> _Requirement_
Only one stretch of the data below is wanted: the lines from the one with "shape [[578, 168]]." through the one with "shape [[858, 335]].", repeated exactly.

#### Dataset content

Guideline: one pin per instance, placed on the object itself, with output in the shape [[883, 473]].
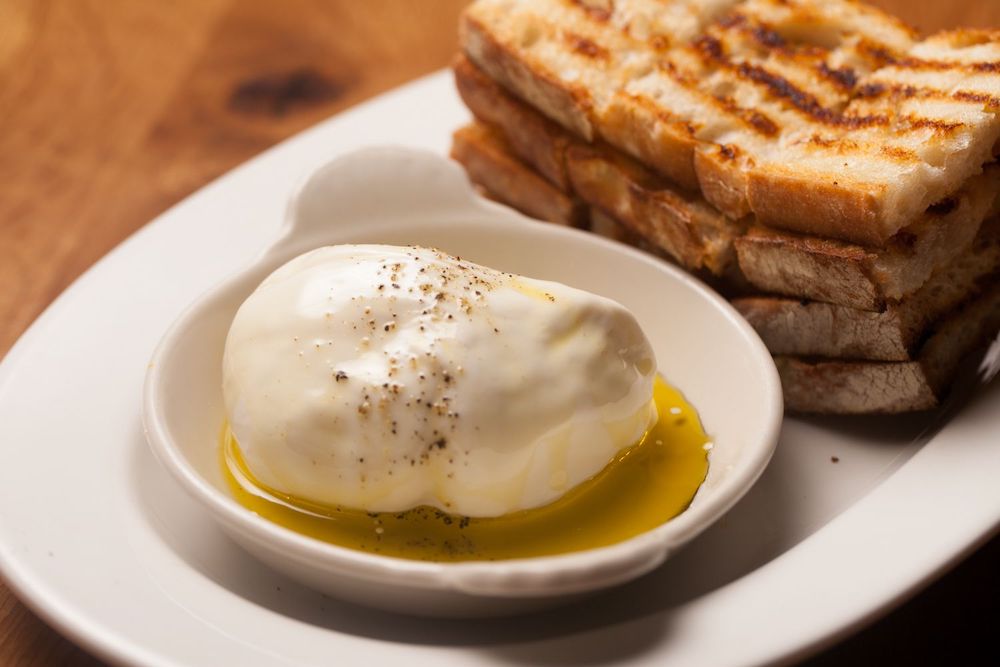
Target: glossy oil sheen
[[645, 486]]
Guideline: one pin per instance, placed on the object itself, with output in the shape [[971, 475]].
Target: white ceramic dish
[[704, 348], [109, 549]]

########
#### Dataset content

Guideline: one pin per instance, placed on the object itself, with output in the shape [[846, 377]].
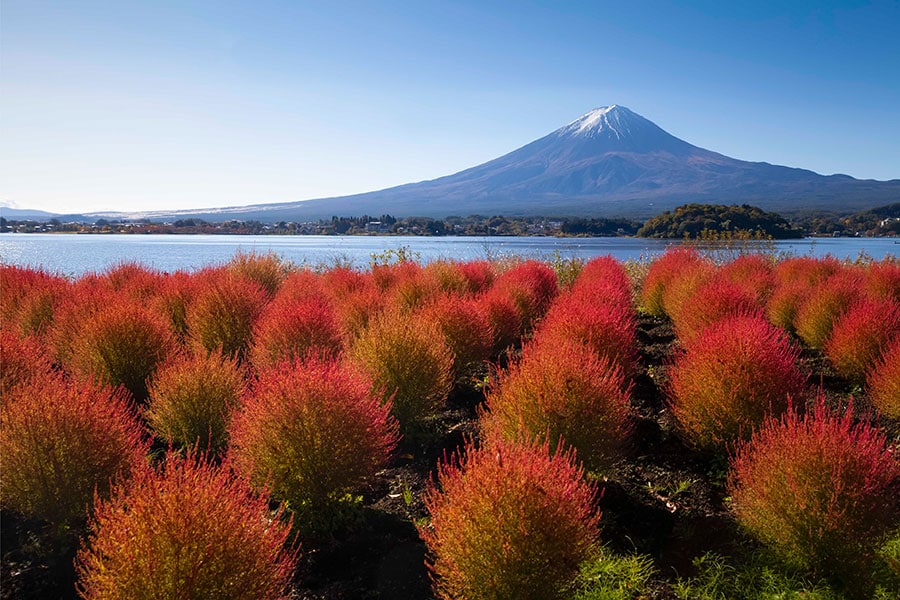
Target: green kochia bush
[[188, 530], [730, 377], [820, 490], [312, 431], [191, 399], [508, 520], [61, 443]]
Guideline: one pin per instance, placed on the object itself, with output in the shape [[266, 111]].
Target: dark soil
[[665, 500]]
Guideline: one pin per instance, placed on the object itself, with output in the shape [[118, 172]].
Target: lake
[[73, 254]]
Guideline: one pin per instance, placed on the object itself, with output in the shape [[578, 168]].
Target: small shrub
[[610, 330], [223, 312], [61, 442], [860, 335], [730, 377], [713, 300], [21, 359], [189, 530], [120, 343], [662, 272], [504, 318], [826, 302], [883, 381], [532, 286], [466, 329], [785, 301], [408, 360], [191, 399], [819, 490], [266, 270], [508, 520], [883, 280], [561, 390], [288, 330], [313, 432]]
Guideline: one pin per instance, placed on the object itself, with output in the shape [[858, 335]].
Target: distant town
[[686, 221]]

########

> _Solution to this problem_
Guideline: one pin per instance, placed on the object itself, with output in the shape [[578, 168]].
Target: small shrub
[[610, 330], [223, 312], [61, 442], [860, 335], [730, 377], [713, 300], [21, 359], [189, 530], [120, 343], [662, 272], [504, 318], [826, 302], [883, 381], [532, 286], [466, 329], [785, 301], [408, 360], [191, 399], [819, 490], [266, 270], [508, 520], [883, 280], [561, 390], [288, 330], [313, 432]]
Guideline: one pin per instance, placed on the object itself, with output in the shape [[858, 335]].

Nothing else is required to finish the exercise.